Please say how many lines of the listing hold "JSON", with no other words in the answer.

(DATA FOR REVIEW begins)

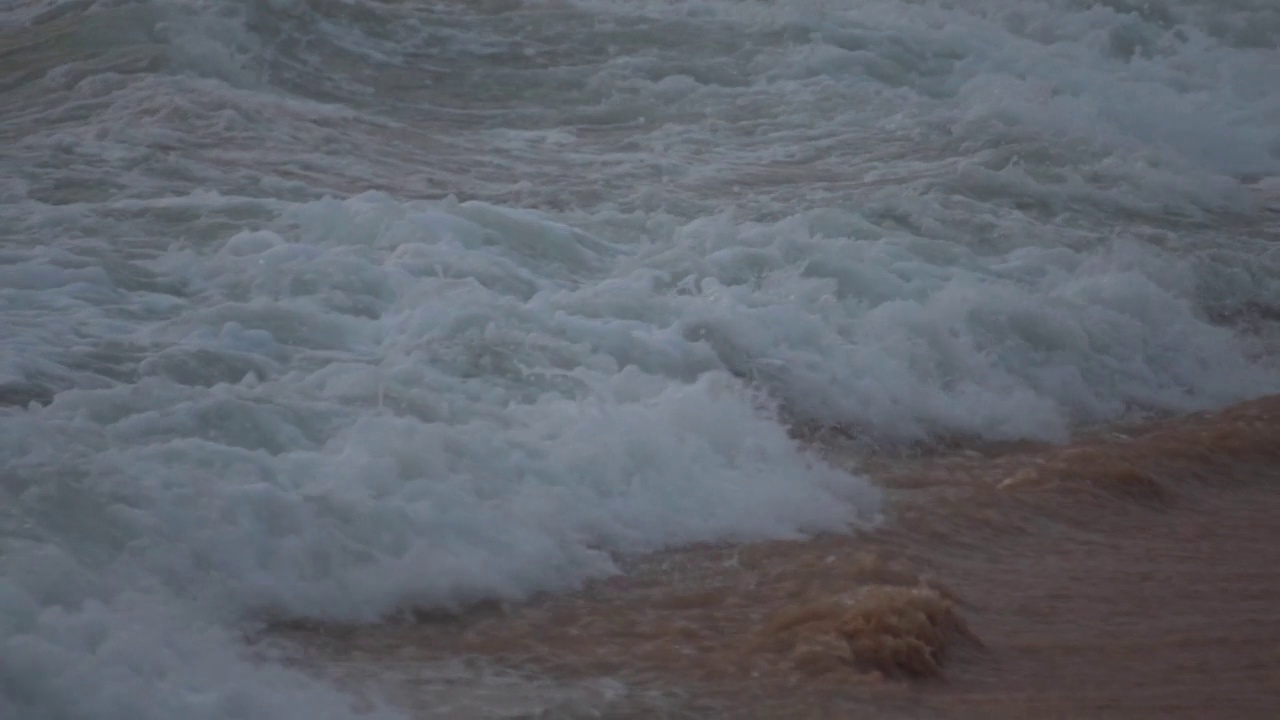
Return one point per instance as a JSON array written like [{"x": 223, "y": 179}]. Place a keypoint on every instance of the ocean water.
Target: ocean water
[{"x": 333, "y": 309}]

(DATA FOR REVIEW ends)
(DATA FOR REVIEW begins)

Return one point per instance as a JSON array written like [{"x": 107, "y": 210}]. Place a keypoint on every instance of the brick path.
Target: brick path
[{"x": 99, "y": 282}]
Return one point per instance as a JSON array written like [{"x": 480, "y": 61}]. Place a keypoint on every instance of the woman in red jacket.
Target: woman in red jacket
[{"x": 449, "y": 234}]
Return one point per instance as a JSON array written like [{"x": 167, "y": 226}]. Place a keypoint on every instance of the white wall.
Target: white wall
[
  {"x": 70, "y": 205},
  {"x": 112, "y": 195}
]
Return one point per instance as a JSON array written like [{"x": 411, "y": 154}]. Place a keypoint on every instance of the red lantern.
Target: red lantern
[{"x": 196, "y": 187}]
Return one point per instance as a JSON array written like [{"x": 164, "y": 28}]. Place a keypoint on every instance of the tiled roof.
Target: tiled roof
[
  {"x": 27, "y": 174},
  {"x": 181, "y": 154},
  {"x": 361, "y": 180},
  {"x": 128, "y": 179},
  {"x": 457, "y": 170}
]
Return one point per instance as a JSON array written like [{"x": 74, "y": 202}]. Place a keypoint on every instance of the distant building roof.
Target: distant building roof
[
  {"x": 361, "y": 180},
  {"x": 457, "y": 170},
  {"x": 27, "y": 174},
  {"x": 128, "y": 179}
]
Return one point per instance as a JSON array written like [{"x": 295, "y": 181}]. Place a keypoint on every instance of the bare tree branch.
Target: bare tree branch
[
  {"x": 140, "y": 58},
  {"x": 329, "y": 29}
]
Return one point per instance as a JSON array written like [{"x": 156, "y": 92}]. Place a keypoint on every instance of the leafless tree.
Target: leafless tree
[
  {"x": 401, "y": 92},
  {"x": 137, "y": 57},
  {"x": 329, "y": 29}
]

(DATA FOR REVIEW ends)

# EXERCISE RESPONSE:
9